-- PASSAGE SHOWN start --
Homestead's Dave Keel is retiring from the classroom this school year, but not from the coaches' box in either softball or football where he is an unqualified success.
And he's definitely not taking a leave of absence from his most important job as Dad.
That's why he spent a long time hugging both senior first baseman Siena Mitman and his daughter/four-year starting catcher Amy immediately after the Highlanders 3-0 WIAA state quarterfinal softball loss to Kenosha Bradford Thursday afternoon at the Goodman Diamond in Madison.
That's because he's going to miss his daughter very much when she goes off to St. Louis University this fall to major in business.
"Much too far away," he said with a laugh in a recent conversation. "I may have to rent an apartment in St. Louis to keep an eye on her."
His wife Pam just rolled her eyes and laughed at the puckish nature of her husband's good-natured, but not very serious threat.
And threats, and the lack of them, were all about why the Highlanders (17-9) Cinderella-run to the state tournament ended so quickly. These were not the Mequon Mashers of last season which smashed people left and right en route to a berth in the state finals.
This was a more spit and bailing wire and true grit kind of unit that was grateful for every run it earned. That's why Coach Keel was so flummoxed at what happened in the second inning of the then scoreless game Thursday.
-- PASSAGE SHOWN end --
-- SUPPLIED DATA start --
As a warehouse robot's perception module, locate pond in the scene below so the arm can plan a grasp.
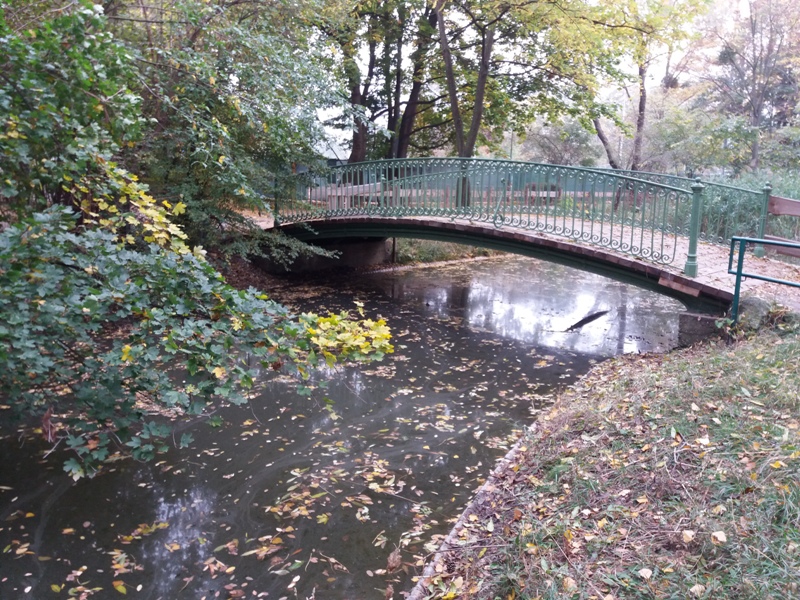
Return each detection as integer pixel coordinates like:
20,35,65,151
0,257,682,600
-- SUPPLIED DATA end --
◆ THINGS TO DO
• 1. Summarize the article on Homestead coach Dave Keel in two sentences.
• 2. Based on the article on Dave Keel, say whether each statement agrees with it:
(a) Keel is giving up coaching football.
(b) Amy plans to major in business at St. Louis University.
(c) The Highlanders lost to Kenosha Bradford by a score of 3-0.
• 3. Continue the article on Dave Keel from its last sentence.

◆ FINAL ANSWERS
• 1. Homestead's Dave Keel is retiring from the classroom this school year but will keep coaching softball and football, and after the Highlanders' 3-0 WIAA state quarterfinal loss to Kenosha Bradford he hugged senior first baseman Siena Mitman and his daughter Amy, a four-year starting catcher. He will miss Amy when she leaves for St. Louis University this fall, and unlike last season's team, this year's 17-9 Highlanders were a gritty unit grateful for every run it earned.

• 2.
(a) No: "but not from the coaches' box in either softball or football"
(b) Yes: "when she goes off to St. Louis University this fall to major in business"
(c) Yes: "the Highlanders 3-0 WIAA state quarterfinal softball loss to Kenosha Bradford"

• 3.
Outfielder Megan Bailey (who got on base all three times this day, including two walks), launched a light flare of a single to start the inning. That was followed by two pop-up bunts by outfielder Hannah Young and shortstop Laura Podolske that fell in safely amid the Red Devil defenders for base hits.
The bases were loaded with none out, but with the bottom of the Highlander order coming up, Bradford pitcher Ali Brems got motivated. She caught Sami Wolniakowski looking and then got both Andrea Savitch and Emily Sweet swinging to end the threat.
Homestead would get a runner to third in the third inning before a strikeout ended that chance, but following that could get no one beyond first.
"That was the inning (the second)," said Keel. "We had to find a way to plate a run and we couldn't get it done. Give credit to Brems. She got tough and we also helped with some swings that weren't our best."
"We would have liked to have had our one-two-three hitters up at that point, but the kids that went up there gave it their best shots."
And when the Red Devils (26-2), who won their 21st game in a row with the decision, plated two runs on two hits with the help of two walks and a hit batsmen in their half of the second, that's all Brems (10 strikeouts and three walks) would need.
Bradford coach John P. Ruffolo had confidence that Brems could extricate herself from the tight squeeze in the second.
"She's a great pitcher (0.35 ERA on the season) and we knew our best chance to get out of a jam like that was to rely on her," he said. "They hit three in-between balls, a bloop and two bunts. We came up short on them defensively."
"When I went out to talk to her (Brems) I just told her to take them one at a time. She was throwing well and I knew she could pitch to that part of the order."
The third inning Homestead threat consisted of a one-out double by Amy Keel and a two-out walk to Bailey. But another Brems' strikeout ended the opportunity.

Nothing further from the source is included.